- **Dataset records**
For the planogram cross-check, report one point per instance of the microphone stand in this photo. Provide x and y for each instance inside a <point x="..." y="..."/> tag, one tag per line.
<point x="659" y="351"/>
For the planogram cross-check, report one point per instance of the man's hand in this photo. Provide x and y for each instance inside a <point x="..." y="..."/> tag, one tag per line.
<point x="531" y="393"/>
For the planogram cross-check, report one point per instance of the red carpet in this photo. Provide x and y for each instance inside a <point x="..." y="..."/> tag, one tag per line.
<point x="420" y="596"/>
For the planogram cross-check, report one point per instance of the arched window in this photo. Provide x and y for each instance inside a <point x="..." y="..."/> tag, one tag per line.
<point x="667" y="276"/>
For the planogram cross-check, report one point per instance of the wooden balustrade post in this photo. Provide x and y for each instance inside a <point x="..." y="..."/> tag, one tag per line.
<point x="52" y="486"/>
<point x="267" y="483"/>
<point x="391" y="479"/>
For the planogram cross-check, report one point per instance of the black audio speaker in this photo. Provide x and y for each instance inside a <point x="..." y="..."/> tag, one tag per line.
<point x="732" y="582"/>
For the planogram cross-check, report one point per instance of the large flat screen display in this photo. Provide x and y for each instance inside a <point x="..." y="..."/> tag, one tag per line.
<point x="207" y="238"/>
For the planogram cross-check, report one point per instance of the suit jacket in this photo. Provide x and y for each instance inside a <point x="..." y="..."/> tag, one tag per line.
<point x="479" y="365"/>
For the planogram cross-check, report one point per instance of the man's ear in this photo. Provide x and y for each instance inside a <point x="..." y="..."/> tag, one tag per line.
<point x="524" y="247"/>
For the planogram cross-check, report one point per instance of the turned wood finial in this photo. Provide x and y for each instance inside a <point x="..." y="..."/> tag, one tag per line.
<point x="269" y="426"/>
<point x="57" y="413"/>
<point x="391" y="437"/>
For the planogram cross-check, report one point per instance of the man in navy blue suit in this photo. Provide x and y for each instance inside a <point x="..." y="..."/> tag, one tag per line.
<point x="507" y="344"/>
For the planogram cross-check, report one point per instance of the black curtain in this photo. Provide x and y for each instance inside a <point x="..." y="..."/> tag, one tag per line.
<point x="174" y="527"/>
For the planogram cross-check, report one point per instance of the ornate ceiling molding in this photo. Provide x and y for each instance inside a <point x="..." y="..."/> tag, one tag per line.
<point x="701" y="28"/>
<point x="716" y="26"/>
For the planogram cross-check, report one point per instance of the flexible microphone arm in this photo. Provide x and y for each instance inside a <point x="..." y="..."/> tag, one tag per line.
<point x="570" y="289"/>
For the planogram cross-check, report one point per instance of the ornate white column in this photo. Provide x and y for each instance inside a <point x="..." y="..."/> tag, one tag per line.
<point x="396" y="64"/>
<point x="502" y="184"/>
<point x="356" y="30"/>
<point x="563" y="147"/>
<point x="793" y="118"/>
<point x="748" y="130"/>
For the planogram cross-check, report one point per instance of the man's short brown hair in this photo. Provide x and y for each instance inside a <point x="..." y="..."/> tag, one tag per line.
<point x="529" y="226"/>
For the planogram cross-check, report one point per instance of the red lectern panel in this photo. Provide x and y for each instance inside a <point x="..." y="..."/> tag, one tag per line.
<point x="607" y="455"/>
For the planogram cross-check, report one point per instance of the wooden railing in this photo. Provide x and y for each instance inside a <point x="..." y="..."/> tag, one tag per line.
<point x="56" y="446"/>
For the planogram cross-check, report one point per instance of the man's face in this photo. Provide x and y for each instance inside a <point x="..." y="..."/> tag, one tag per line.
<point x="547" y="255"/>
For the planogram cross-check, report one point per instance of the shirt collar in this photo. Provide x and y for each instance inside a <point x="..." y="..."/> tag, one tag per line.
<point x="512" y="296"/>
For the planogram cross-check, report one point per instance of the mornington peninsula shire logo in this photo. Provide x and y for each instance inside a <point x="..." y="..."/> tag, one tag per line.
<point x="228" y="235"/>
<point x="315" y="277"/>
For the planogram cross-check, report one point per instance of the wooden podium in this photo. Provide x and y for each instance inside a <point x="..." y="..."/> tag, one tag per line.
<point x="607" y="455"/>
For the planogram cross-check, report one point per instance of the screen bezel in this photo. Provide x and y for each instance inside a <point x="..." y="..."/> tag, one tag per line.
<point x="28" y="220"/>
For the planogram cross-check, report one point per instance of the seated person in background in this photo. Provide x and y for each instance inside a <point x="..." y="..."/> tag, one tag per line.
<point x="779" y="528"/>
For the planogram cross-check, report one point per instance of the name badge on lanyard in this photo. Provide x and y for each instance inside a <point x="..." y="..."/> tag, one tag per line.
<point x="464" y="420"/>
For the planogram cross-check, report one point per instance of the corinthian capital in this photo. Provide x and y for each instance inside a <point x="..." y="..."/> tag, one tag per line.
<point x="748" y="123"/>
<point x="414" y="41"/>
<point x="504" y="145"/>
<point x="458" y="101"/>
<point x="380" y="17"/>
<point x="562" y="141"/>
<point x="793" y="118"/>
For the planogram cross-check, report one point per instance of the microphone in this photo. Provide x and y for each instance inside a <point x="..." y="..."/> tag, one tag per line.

- **Work to complete**
Would you please transcribe the records above in full and exactly?

- **Exercise response**
For the planogram cross-check, report one point per instance of the microphone stand in this photo. Provide x and y for each instance inside a <point x="..." y="..."/> tag, one tag per line.
<point x="659" y="351"/>
For the planogram cross-check, report one point per instance of the man's hand in this photo. Provide x and y for each instance inside a <point x="..." y="..."/> tag, one tag per line.
<point x="531" y="393"/>
For the planogram cross-check, report one point per instance of the red carpet in this photo. Provide x and y for each instance inside a <point x="..." y="..."/> tag, one tag per line.
<point x="420" y="596"/>
For the planogram cross-check, report one point per instance of the arched window in this photo. Provide x and y for each instance inside a <point x="..." y="..."/> tag, one tag per line.
<point x="667" y="276"/>
For the planogram cross-check, report one point per instance of the wooden balustrade post in this photo. Provide x and y for each instance inside a <point x="..." y="..."/> tag, one tag per line.
<point x="52" y="486"/>
<point x="267" y="483"/>
<point x="391" y="479"/>
For the planogram cross-check, report one point per instance of the black audio speaker in this photo. Provide x and y for each instance inside a <point x="..." y="..."/> tag, one tag per line.
<point x="732" y="582"/>
For the planogram cross-check, report one point per instance of the large flat screen display in this photo. Provide x and y for each instance inside a <point x="..." y="..."/> tag, one tag per line.
<point x="207" y="238"/>
For the planogram cross-check, report one point per instance of the suit jacket in this photo. Provide x and y for each instance inside a <point x="..." y="..."/> tag, one tag per line.
<point x="479" y="365"/>
For the planogram cross-check, report one point per instance of the man's ear in this photo. Provide x and y for each instance inside a <point x="..." y="..."/> tag, one tag per line.
<point x="524" y="247"/>
For the planogram cross-check, report one point per instance of the turned wood finial in this photo. Provide x and y for each instance inside a <point x="..." y="..."/> tag, one tag per line.
<point x="269" y="426"/>
<point x="57" y="413"/>
<point x="391" y="437"/>
For the planogram cross-check, report one point per instance of the man in navy blue suit in this photo. Provide x and y for each instance inside a <point x="..." y="..."/> tag, one tag per line.
<point x="507" y="344"/>
For the planogram cross-check, report one point per instance of the black curtain in this photo. Provide x and y for each instance inside a <point x="..." y="..."/> tag, one tag per line.
<point x="174" y="527"/>
For the planogram cross-check, report one point per instance of the ornate ceiling molding in this photo. Provide x and y for each instance inside a <point x="..." y="..."/> tag, one tag per line.
<point x="701" y="28"/>
<point x="716" y="26"/>
For the planogram cross-check, report one point per instance of the flexible microphone arm in this photo. Provide x and y for each instance inside a <point x="..." y="..."/> tag, one tag per line.
<point x="570" y="289"/>
For the planogram cross-check, report one point per instance of the ornate white column in this photo. Provide x and y for each instance inside a <point x="..." y="..."/> tag, one tag per line.
<point x="396" y="64"/>
<point x="502" y="184"/>
<point x="356" y="30"/>
<point x="563" y="147"/>
<point x="793" y="118"/>
<point x="748" y="130"/>
For the planogram cross-check, report one point per instance of the man's short brown hair in this photo. Provide x and y for each instance inside a <point x="..." y="..."/> tag, one tag per line.
<point x="529" y="226"/>
For the planogram cross-check, report one point per instance of the red lectern panel in this photo. Provide x and y for each instance inside a <point x="..." y="..."/> tag, one tag per line.
<point x="607" y="455"/>
For the planogram cross-check, report one point per instance of the wooden railing in this photo. Provide x and y for each instance inside a <point x="..." y="..."/> tag, one tag per line.
<point x="56" y="446"/>
For the planogram cross-check, report one point per instance of the man's face in this photo. Provide x and y for each instance inside a <point x="..." y="..."/> tag, one tag per line.
<point x="547" y="255"/>
For the planogram cross-check, report one point per instance of the shirt collar in this photo. Provide x and y for each instance inside a <point x="..." y="..."/> tag, one tag per line.
<point x="512" y="296"/>
For the planogram cross-check, report one point per instance of the mornington peninsula shire logo in this photo. Provide x and y for each instance inside a <point x="..." y="..."/> tag, one tag per line.
<point x="228" y="235"/>
<point x="315" y="277"/>
For the planogram cross-check, report one point per instance of the wooden podium in this photo. Provide x and y for each instance inside a <point x="..." y="..."/> tag, one tag per line.
<point x="607" y="455"/>
For the planogram cross-check, report one point per instance of the screen bezel in this photo. Provide x and y for each instance inside a <point x="..." y="..."/> tag, one tag per line.
<point x="28" y="220"/>
For the planogram cross-check, report one point per instance of the seated person in background in this photo. Provide x and y for each instance inside a <point x="..." y="..."/> tag, one tag per line.
<point x="779" y="528"/>
For the planogram cross-check, report one point per instance of the name badge on lanyard in this photo. Provide x and y for each instance inside a <point x="..." y="..."/> tag, one tag per line.
<point x="464" y="420"/>
For the planogram cross-check, report one point per instance of the corinthian capital in this photo. Provide x and y for each instance inside a <point x="..." y="..."/> tag, one tag per line.
<point x="748" y="123"/>
<point x="414" y="41"/>
<point x="504" y="145"/>
<point x="458" y="101"/>
<point x="380" y="17"/>
<point x="562" y="141"/>
<point x="793" y="118"/>
For the planogram cross-check, report one point per instance of the microphone in this photo. Provide x and y for each instance inside a <point x="..." y="..."/> tag, one tag per line.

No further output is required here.